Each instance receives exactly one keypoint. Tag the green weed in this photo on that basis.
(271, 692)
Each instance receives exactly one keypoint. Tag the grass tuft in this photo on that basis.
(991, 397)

=-=-=-=-=

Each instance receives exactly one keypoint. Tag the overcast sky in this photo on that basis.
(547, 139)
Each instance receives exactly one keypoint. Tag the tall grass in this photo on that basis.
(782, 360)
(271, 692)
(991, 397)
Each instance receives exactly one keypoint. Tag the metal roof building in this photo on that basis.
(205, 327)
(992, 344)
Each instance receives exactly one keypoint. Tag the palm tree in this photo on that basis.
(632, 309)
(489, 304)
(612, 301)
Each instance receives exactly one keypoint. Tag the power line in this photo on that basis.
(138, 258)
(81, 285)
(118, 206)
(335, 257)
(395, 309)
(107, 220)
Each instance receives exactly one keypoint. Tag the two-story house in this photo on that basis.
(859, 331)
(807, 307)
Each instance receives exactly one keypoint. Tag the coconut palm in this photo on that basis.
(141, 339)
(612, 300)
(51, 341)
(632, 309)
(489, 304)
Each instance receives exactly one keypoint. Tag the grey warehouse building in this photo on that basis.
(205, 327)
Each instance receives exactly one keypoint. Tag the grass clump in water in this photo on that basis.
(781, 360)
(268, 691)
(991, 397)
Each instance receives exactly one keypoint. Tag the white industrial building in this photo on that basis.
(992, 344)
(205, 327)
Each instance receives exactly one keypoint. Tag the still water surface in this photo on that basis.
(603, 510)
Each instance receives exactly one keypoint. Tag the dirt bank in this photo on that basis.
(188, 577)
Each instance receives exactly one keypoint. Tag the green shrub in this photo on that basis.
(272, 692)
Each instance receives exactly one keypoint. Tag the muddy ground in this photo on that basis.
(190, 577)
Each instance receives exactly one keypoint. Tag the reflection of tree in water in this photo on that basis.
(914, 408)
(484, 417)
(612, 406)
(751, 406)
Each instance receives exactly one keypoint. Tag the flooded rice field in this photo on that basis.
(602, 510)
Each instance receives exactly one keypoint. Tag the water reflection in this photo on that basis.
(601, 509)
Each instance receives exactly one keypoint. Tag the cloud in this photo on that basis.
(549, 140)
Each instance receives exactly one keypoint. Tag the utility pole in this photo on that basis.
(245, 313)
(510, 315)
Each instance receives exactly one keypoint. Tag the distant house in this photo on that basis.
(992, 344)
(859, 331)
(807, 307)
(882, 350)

=-=-=-=-=

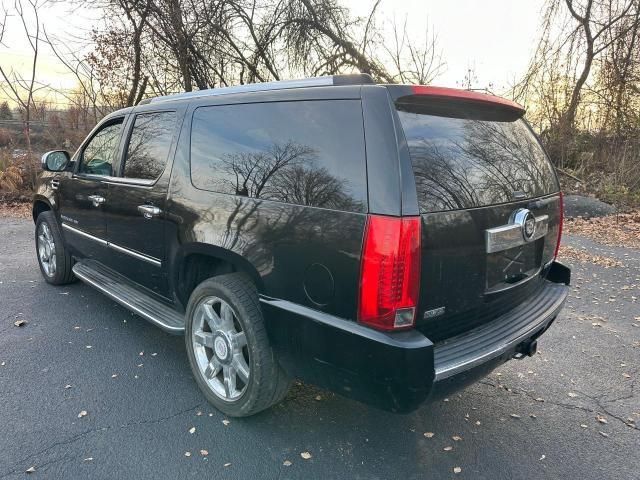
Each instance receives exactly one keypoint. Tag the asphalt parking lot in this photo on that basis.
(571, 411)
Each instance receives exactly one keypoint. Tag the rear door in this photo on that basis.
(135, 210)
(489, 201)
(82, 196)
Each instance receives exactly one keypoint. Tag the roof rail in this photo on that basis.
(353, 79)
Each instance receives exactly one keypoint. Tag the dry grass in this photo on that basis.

=-=-=-=-=

EXERCISE AIM
For this exercise, output exactly the lines above from the line with "Each instance receives exactly one keypoint. Tag the rear" to the line with "Each instance receives exactly one keypoint. Tag the dry", counting both, and leave out the rest.

TASK OUTPUT
Each instance receives exactly one keypoint. Tag the rear door in this photo on that basis.
(135, 210)
(489, 201)
(82, 196)
Each instance receives exactly one keypoint. Tag the roof rail in this photo on that basis.
(353, 79)
Each instance receives exactly one keypoint. Tag the dry grass in this photo on that basis.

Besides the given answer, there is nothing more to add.